===== PROVIDED ENTRIES

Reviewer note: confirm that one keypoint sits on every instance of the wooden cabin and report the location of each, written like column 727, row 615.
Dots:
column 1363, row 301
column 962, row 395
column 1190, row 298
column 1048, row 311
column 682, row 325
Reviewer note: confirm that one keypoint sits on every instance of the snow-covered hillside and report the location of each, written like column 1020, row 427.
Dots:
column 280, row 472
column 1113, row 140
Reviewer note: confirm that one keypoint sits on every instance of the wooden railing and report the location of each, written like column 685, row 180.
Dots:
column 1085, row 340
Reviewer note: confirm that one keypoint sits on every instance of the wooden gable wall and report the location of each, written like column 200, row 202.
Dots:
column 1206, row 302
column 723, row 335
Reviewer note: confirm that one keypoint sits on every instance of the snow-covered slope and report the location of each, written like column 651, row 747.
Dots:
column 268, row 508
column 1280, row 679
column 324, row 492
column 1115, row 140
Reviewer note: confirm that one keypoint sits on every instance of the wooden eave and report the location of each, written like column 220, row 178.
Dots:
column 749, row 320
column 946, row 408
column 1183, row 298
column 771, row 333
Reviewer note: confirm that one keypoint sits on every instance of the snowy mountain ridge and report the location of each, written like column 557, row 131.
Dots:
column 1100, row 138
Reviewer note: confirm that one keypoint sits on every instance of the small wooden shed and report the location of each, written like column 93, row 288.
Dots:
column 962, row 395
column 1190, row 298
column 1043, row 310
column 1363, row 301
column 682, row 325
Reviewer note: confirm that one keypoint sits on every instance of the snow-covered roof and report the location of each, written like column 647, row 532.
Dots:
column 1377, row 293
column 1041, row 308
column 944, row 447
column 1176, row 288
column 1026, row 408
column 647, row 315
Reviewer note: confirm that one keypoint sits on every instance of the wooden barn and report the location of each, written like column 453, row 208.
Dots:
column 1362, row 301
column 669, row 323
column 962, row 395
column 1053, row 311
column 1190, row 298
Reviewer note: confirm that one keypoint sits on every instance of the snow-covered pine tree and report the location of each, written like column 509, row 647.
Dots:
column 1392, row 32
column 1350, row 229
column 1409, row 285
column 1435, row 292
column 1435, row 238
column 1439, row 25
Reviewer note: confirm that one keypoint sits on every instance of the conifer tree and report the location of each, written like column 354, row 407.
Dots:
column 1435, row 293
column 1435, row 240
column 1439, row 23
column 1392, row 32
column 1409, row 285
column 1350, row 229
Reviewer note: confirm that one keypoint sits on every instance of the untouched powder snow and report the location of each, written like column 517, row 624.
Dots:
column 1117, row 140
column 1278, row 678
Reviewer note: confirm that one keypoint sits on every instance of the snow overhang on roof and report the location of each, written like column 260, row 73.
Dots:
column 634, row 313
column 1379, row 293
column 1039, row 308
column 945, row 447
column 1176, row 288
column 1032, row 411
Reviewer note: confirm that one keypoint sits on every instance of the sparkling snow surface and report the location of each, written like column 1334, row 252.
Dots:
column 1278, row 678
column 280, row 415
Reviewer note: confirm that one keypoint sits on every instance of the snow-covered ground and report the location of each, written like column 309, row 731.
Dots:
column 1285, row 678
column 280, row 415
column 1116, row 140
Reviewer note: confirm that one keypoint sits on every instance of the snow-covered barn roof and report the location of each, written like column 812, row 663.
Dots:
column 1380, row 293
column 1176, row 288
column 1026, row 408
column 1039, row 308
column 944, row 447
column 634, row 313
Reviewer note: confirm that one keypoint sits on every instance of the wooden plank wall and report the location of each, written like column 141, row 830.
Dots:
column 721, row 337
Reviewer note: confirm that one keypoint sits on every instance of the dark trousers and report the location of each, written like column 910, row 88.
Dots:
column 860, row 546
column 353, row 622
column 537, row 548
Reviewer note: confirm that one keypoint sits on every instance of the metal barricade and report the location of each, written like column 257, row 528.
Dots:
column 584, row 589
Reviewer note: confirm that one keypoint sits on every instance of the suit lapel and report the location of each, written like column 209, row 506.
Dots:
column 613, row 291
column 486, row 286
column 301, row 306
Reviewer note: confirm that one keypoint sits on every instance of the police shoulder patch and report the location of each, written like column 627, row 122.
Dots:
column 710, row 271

==========

Output the data once more, exactly as it appears above.

* SOLUTION FOR THIS TASK *
Reviewer note: confirm that one keypoint sits on every instance of the wooden cabin and report the location of each, written like column 727, row 615.
Dots:
column 1363, row 301
column 962, row 395
column 1190, row 298
column 1048, row 311
column 682, row 325
Reviewer note: confirm that one keypoint sits on every instance of the snow-covered hillside and report the location of each, written like column 1020, row 427.
Dots:
column 280, row 472
column 1113, row 140
Reviewer note: confirm that one keypoint sits on every instance of the wooden railing and report the location of each, written like column 685, row 180.
Dots:
column 1085, row 340
Reviewer note: confirm that one keypoint sits on every instance of the wooden gable wall and report the location of each, written like column 200, row 202.
Dots:
column 1206, row 302
column 723, row 335
Reviewer note: confirm that one keypoint sits on every instance of the snow-covered slope and report the location of each, written like column 651, row 747.
Dots:
column 268, row 508
column 1280, row 679
column 324, row 492
column 1115, row 140
Reviewer note: confirm that one keypoint sits on every instance of the wooden eave and report the location of each, written like column 220, row 178.
Dots:
column 749, row 320
column 946, row 408
column 1183, row 298
column 771, row 333
Reviewer note: confirm that one keypoint sits on every instance of the snowy mountain ridge and report the location of each, written like column 557, row 131.
Dots:
column 1100, row 138
Reviewer note: confirm that one keypoint sits on every instance of the small wooden shed and report the location of each, written like column 93, row 288.
Dots:
column 962, row 395
column 1190, row 298
column 1043, row 310
column 1363, row 301
column 682, row 325
Reviewer note: confirm that one keypoint sits on every instance of the snow-covered roof and report the location of each, written like column 647, row 532.
Dots:
column 1377, row 293
column 1041, row 308
column 944, row 447
column 1176, row 288
column 1026, row 408
column 647, row 315
Reviewer note: confirm that one keypoint sits on every instance of the wooden barn and report the location of each, written like column 453, row 208.
Dots:
column 1362, row 301
column 669, row 323
column 962, row 395
column 1053, row 311
column 1190, row 298
Reviewer note: confirm that one keypoint sits on every instance of the snow-covered pine tree and report the location of each, written like column 509, row 647.
Dots:
column 1392, row 32
column 1350, row 229
column 1409, row 285
column 1435, row 292
column 1435, row 238
column 1439, row 25
Reviewer note: confirm that one keypoint sits on every instance of the conifer tree and report the location of each, written like column 354, row 407.
Dots:
column 1435, row 293
column 1435, row 240
column 1439, row 23
column 1392, row 32
column 1409, row 285
column 1350, row 229
Reviewer note: confirm that one keypoint sits on every instance of the untouched powder snow and report the location of each, written like column 517, row 624.
Dots:
column 1117, row 140
column 1278, row 678
Reviewer note: confirm that one keypoint sits on every instance of the snow overhang on roof and report the location of each, written like column 260, row 73.
Dots:
column 634, row 313
column 1379, row 293
column 1039, row 308
column 945, row 447
column 1176, row 288
column 1032, row 411
Reviewer note: confirm that one keypoint sits on every instance of the sparkling snow surface and report the location of each, written like column 1334, row 252.
Dots:
column 1278, row 678
column 280, row 415
Reviewer note: confirm that one keypoint sits on every instance of the snow-covered ground and report the location of each, written like column 309, row 731.
Dots:
column 1285, row 678
column 280, row 415
column 1116, row 140
Reviewer note: confirm that one keypoint sits on every instance of the snow-covered barn roof and report the location of each, written like column 812, row 663.
Dots:
column 1380, row 293
column 1176, row 288
column 1026, row 408
column 1039, row 308
column 944, row 447
column 634, row 313
Reviewer note: confirm that one keypoint sits on every instance of the wooden plank wall and report the location of each, written like column 141, row 830.
Dots:
column 721, row 337
Reviewer note: confirm that one keypoint sits on every instance of the dark trousers and report the location of each, written like column 910, row 88.
Dots:
column 860, row 546
column 353, row 622
column 537, row 548
Reviewer note: confirm that one keypoint sits on every instance of the metal barricade and report the location of each, written like column 257, row 528.
Dots:
column 584, row 589
Reviewer note: confirm that one keypoint sits on every instance of the suit lapel and report the location of each, written like column 209, row 506.
Dots:
column 613, row 291
column 486, row 286
column 301, row 306
Reviewer note: confirm that one keypoint sits on every instance of the police shoulder patch and report the location of each, written like column 627, row 122.
Dots:
column 710, row 271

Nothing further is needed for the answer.